==== EXCERPTED RECORDS
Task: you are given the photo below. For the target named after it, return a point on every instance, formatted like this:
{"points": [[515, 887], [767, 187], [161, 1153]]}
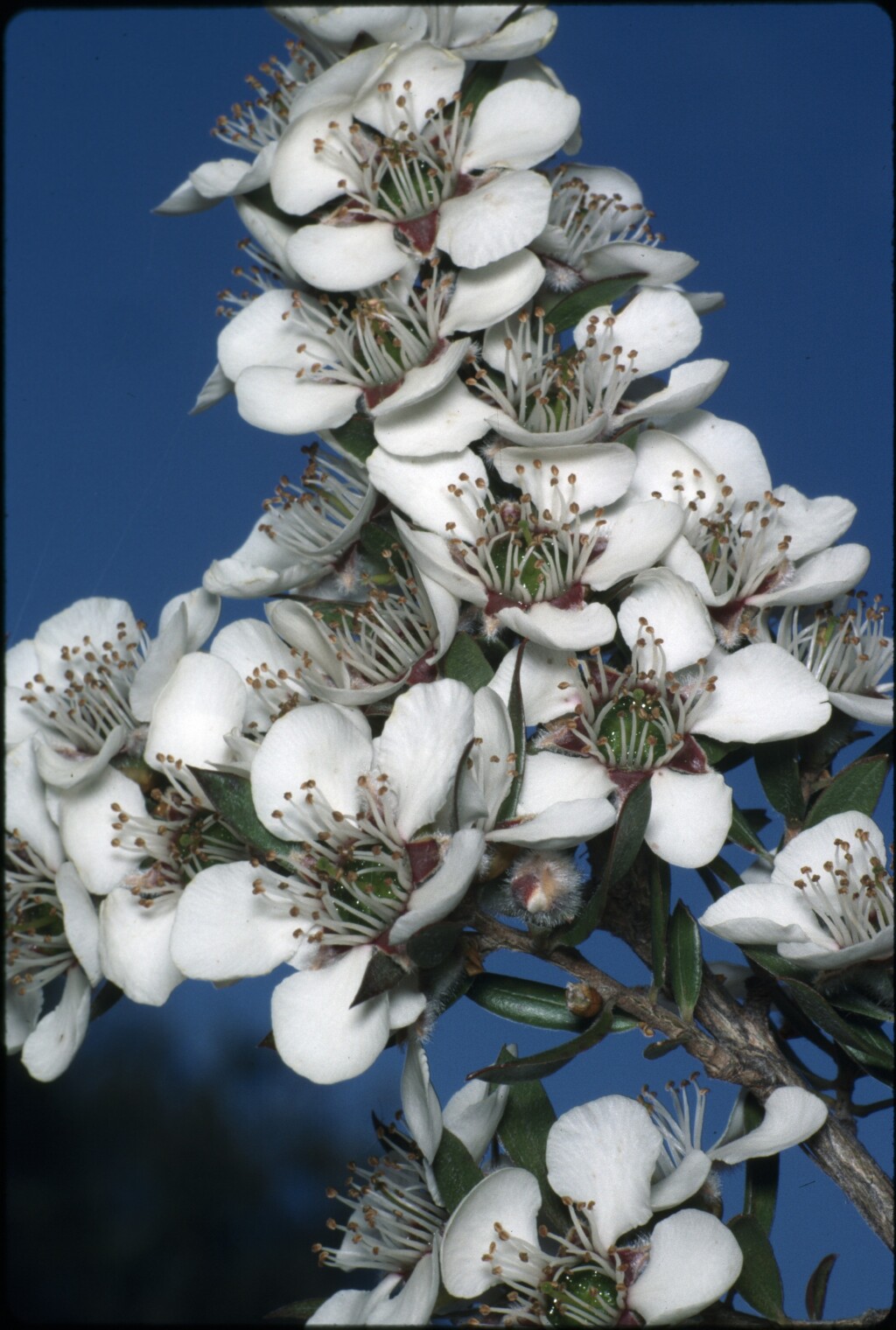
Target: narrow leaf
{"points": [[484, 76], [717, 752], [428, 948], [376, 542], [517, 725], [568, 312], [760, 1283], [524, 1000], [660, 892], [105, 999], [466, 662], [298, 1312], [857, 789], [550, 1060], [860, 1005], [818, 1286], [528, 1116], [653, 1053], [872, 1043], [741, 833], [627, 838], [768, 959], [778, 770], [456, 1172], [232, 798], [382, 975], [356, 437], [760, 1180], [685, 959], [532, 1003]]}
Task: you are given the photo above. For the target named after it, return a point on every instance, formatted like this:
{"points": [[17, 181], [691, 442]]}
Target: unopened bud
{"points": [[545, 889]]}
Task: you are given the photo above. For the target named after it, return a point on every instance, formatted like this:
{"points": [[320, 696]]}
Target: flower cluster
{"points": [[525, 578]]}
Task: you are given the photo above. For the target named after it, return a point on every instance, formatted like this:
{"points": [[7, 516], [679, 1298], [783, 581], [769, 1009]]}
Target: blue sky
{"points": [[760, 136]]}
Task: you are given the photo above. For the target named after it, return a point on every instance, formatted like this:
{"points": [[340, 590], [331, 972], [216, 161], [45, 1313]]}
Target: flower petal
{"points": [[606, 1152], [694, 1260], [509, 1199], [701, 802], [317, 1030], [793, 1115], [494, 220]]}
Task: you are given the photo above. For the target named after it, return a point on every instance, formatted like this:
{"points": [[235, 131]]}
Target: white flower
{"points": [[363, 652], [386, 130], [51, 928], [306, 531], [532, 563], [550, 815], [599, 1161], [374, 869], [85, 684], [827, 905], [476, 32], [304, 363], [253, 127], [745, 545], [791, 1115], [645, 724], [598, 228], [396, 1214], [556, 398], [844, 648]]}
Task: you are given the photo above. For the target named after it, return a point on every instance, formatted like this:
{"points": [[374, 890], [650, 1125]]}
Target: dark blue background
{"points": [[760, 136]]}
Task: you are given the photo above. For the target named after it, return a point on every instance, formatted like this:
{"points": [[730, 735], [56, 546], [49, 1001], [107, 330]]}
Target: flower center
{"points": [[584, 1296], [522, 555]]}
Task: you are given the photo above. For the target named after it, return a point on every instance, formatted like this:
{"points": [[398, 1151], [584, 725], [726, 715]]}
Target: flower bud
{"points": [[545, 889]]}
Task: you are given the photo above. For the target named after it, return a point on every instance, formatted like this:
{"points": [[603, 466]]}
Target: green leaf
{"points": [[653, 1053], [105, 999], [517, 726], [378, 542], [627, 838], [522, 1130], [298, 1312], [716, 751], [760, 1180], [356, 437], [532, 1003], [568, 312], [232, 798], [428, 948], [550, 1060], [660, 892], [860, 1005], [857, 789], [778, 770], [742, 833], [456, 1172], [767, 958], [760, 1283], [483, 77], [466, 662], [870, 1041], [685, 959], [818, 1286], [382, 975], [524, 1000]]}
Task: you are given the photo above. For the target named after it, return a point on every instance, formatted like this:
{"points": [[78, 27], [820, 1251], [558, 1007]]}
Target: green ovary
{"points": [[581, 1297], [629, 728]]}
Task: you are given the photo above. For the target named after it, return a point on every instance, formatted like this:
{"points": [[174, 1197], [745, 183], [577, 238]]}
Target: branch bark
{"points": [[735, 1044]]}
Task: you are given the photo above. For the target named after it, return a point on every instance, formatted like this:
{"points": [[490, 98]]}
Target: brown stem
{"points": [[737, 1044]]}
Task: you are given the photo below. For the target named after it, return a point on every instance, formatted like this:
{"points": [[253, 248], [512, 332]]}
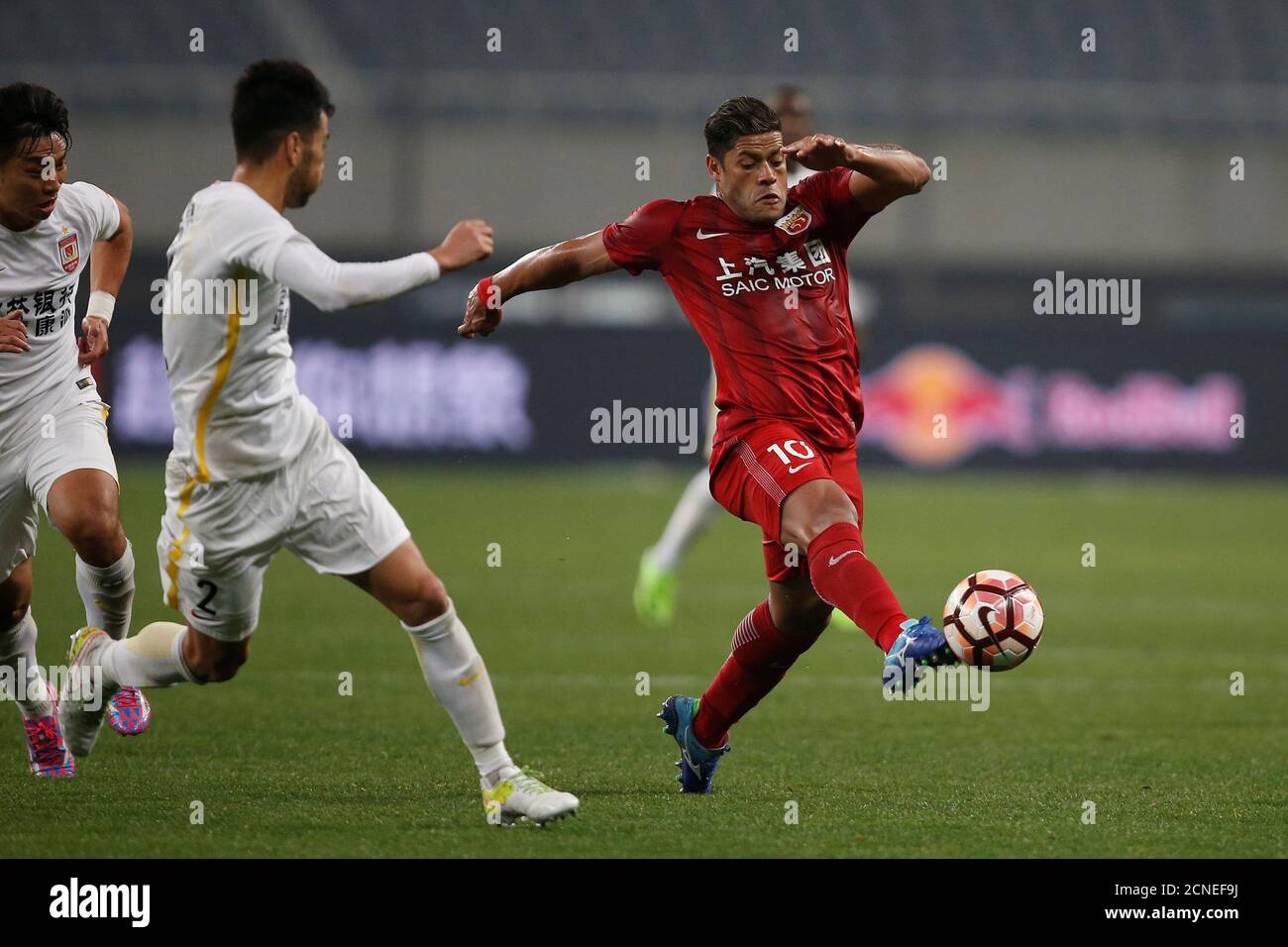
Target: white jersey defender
========
==== EXCERPTED RECORDS
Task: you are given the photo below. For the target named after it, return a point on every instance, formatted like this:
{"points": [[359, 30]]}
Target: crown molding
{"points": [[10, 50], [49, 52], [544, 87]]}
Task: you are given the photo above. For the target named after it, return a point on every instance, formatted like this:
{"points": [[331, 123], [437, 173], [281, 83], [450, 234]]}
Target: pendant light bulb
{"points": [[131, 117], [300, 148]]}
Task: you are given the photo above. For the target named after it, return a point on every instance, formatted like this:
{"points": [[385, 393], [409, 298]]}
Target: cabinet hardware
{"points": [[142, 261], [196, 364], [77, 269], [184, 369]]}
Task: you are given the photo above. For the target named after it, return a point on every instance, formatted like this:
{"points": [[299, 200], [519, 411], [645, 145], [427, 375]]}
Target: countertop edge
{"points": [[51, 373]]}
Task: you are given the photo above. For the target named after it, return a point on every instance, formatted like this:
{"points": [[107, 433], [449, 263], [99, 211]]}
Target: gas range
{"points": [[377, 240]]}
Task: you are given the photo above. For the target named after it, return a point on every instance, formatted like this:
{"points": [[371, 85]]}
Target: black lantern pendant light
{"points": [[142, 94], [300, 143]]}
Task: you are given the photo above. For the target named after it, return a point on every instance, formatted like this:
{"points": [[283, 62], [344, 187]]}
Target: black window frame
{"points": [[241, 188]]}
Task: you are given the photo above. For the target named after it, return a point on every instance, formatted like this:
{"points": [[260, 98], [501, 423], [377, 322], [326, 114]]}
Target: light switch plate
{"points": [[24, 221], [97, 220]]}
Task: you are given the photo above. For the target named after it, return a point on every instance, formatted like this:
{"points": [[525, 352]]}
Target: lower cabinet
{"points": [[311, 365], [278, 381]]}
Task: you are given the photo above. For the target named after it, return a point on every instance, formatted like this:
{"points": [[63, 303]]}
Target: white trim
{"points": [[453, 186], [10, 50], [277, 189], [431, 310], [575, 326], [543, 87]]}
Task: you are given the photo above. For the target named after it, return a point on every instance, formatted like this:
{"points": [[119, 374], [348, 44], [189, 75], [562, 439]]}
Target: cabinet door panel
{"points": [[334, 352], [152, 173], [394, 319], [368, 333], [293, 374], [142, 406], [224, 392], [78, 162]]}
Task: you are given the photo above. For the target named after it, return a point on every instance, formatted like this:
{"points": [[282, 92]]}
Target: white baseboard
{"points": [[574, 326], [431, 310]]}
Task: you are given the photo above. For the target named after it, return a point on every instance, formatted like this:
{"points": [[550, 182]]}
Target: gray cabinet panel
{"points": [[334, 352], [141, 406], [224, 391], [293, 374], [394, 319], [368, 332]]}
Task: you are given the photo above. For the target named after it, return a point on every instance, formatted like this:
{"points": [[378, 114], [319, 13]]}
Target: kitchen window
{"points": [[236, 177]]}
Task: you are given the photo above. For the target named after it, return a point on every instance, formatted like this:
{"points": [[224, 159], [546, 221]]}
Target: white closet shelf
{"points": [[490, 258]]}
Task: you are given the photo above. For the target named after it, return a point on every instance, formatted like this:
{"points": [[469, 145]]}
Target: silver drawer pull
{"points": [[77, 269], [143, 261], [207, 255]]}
========
EXERCISE DIRECTIONS
What should come back is an exact copy of the lines above from the line with "Target: green ovary" to the line with "Target: white jersey defender", both included, minus the pictures.

RESULT FOR THIS EXERCISE
Target: green ovary
{"points": [[581, 1297], [629, 728]]}
Task: you are given the photo above. For the target named after it, return a point on every instance, formatted like this:
{"points": [[174, 1197], [745, 183], [577, 238]]}
Target: branch bark
{"points": [[735, 1044]]}
Task: you are given the photo above. For the target named after it, return a point on every instance, formatted like this:
{"points": [[490, 98]]}
Target: brown stem
{"points": [[737, 1044]]}
Task: you are given the photo below. For the target named after it, return a point on every instance, formatted like this:
{"points": [[253, 248], [512, 332]]}
Target: white jersey defender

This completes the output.